■ EXCERPT TO READ
[Start of section]

The origin setting and the rest of the processes had to be repeated again.

Once that is ensured we can start the automation of the machine by first pressing STOP and then click on CNC RUN. To view the tool path select on “SHOW PATH” from the screen.

This was a 6mm flat mill Adaptive clearing operation

Once the operation with the 6mm bit was done the Z will retract and the machine stops. Now we need to change the tool bit to a 3mm flat end mill to start the finishing processes. We just need to set the Z offset again in the

This was how the mold looked after the milling process.

I had to take care of the hole that was accidentally millled initially and also try to make some space for the registration pin. I made use of hot glue gun to seal off the bounding edge so that there wont be spillage.

The shaft was also placed on the mold . Now the positive mold is ready .

[End of section]

■ WHAT TO DO
1 – For each statement below, say whether it agrees with the milling excerpt. Answer yes or no and quote the words of the excerpt that decide it.
(a) The first milling operation was adaptive clearing with a 6mm flat mill.
(b) The finishing processes used a 3mm ball end mill.
(c) A hot glue gun was used to seal off the bounding edge.
2 – According to the milling excerpt, what do you select on the screen to view the tool path?
3 – Write out everything in the milling excerpt from "The origin setting" down to "the milling process.".

Data entries
[Start of section]

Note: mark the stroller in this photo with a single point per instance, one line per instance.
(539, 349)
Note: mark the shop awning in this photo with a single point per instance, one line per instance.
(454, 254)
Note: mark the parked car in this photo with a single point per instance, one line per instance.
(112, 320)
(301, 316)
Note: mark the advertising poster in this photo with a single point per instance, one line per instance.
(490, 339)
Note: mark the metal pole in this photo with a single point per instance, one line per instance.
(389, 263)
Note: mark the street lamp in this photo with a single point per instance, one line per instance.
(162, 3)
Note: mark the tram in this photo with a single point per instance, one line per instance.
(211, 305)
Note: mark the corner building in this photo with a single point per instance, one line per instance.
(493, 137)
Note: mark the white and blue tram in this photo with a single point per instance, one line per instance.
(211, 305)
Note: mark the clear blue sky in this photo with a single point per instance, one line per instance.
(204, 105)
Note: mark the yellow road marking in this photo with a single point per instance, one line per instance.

[End of section]

■ ANSWERS FOR THE EXERCISE
1 –
(a) Yes: "This was a 6mm flat mill Adaptive clearing operation"
(b) No: "Now we need to change the tool bit to a 3mm flat end mill to start the finishing processes."
(c) Yes: "I made use of hot glue gun to seal off the bounding edge so that there wont be spillage."

2 – "SHOW PATH"

3 –
The origin setting and the rest of the processes had to be repeated again.

Once that is ensured we can start the automation of the machine by first pressing STOP and then click on CNC RUN. To view the tool path select on “SHOW PATH” from the screen.

This was a 6mm flat mill Adaptive clearing operation

Once the operation with the 6mm bit was done the Z will retract and the machine stops. Now we need to change the tool bit to a 3mm flat end mill to start the finishing processes. We just need to set the Z offset again in the

This was how the mold looked after the milling process.